An exact reproduction of the records is required. Images must be left out.

--- DATA EXCERPTS Enclosed Below ---

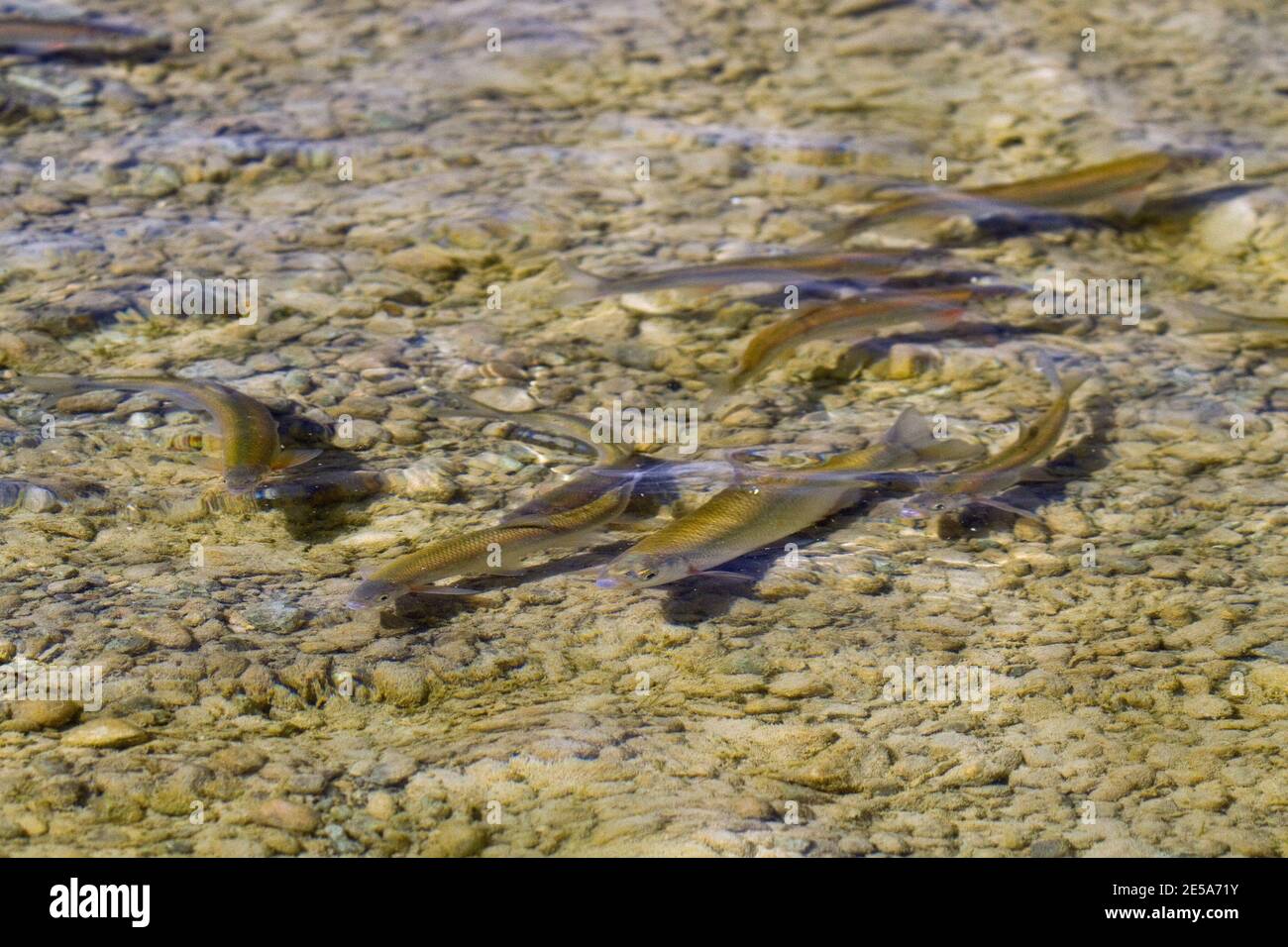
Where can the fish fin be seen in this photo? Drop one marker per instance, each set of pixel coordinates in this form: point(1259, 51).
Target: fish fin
point(1067, 384)
point(725, 574)
point(1039, 474)
point(1008, 508)
point(294, 457)
point(54, 384)
point(912, 431)
point(1121, 204)
point(585, 286)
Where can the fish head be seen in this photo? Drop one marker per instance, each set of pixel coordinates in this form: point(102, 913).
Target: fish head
point(923, 505)
point(375, 592)
point(244, 479)
point(642, 571)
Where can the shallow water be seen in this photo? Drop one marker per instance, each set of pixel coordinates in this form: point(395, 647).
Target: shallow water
point(1136, 698)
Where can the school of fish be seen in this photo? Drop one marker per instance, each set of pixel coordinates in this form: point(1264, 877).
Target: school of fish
point(259, 455)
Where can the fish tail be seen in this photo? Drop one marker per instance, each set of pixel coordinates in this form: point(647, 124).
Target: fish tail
point(1064, 385)
point(913, 433)
point(56, 385)
point(585, 286)
point(455, 405)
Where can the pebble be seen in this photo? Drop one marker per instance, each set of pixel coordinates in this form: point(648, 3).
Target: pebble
point(287, 815)
point(104, 733)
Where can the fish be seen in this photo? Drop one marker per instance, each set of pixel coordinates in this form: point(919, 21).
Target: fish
point(872, 264)
point(980, 482)
point(846, 318)
point(78, 39)
point(768, 505)
point(1115, 188)
point(1205, 320)
point(475, 552)
point(614, 464)
point(541, 427)
point(322, 489)
point(246, 431)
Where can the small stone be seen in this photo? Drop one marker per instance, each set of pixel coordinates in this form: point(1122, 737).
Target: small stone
point(750, 806)
point(799, 684)
point(402, 685)
point(239, 761)
point(381, 805)
point(273, 617)
point(166, 633)
point(1051, 848)
point(104, 733)
point(291, 817)
point(505, 398)
point(1207, 707)
point(38, 715)
point(890, 844)
point(456, 840)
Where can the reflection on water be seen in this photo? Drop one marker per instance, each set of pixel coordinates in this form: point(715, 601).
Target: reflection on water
point(410, 187)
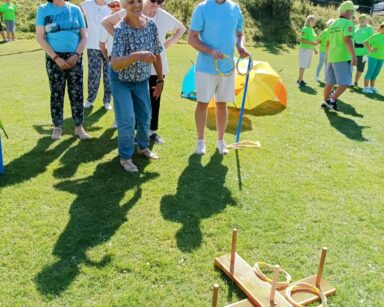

--- End of Enclosed DATA EXCERPTS ---

● RESULT OF THIS TASK:
Where can the fish fin be seen in this photo? Drop one marker per instance, each set of pixel coordinates in this form: point(1259, 51).
Target: fish fin
point(1067, 384)
point(725, 574)
point(1039, 474)
point(1008, 508)
point(294, 457)
point(54, 384)
point(912, 431)
point(1121, 204)
point(585, 286)
Where can the fish head be seen in this photo? Drop one marker per instance, each set of pixel coordinates in this form: point(102, 913).
Target: fish head
point(923, 505)
point(375, 592)
point(244, 479)
point(642, 571)
Where can the shallow water be seen in this photo? Drop one marker per instance, each set of pixel coordinates in this form: point(395, 647).
Target: shallow water
point(1136, 698)
Where can the school of fish be seen in this photo? Drop one marker per instance, each set of pixel coordinates in this form: point(1264, 877).
Target: school of fish
point(259, 455)
Where can the fish tail be seen in this photo? Drop one marker per instance, each set of pixel coordinates in this form: point(647, 124).
Target: fish tail
point(1064, 385)
point(913, 433)
point(56, 385)
point(585, 286)
point(455, 405)
Where can the pebble be seen in this photo? Drop one marker per instance, each set of pixel coordinates in this form: point(648, 3).
Target: pebble
point(287, 815)
point(104, 733)
Where can the fish be seen in this photo? Drop one marker per instance, each set of pixel coordinates in this form: point(919, 21).
Target: fish
point(872, 264)
point(980, 482)
point(846, 318)
point(78, 39)
point(768, 505)
point(1115, 188)
point(1205, 320)
point(475, 552)
point(614, 464)
point(541, 427)
point(322, 489)
point(246, 431)
Where can the small stone be seen in this photo? Drop one marker per instance, each set of pixel coordinates in this form: point(1122, 737).
Target: small stone
point(750, 806)
point(799, 684)
point(402, 685)
point(239, 761)
point(381, 805)
point(273, 617)
point(166, 633)
point(1051, 848)
point(104, 733)
point(291, 817)
point(505, 398)
point(1207, 707)
point(38, 715)
point(890, 844)
point(456, 840)
Where can the reflection on water be seen in this photo? Drop one marker per instance, each set of pixel coordinates in this form: point(715, 601).
Target: reflection on water
point(410, 187)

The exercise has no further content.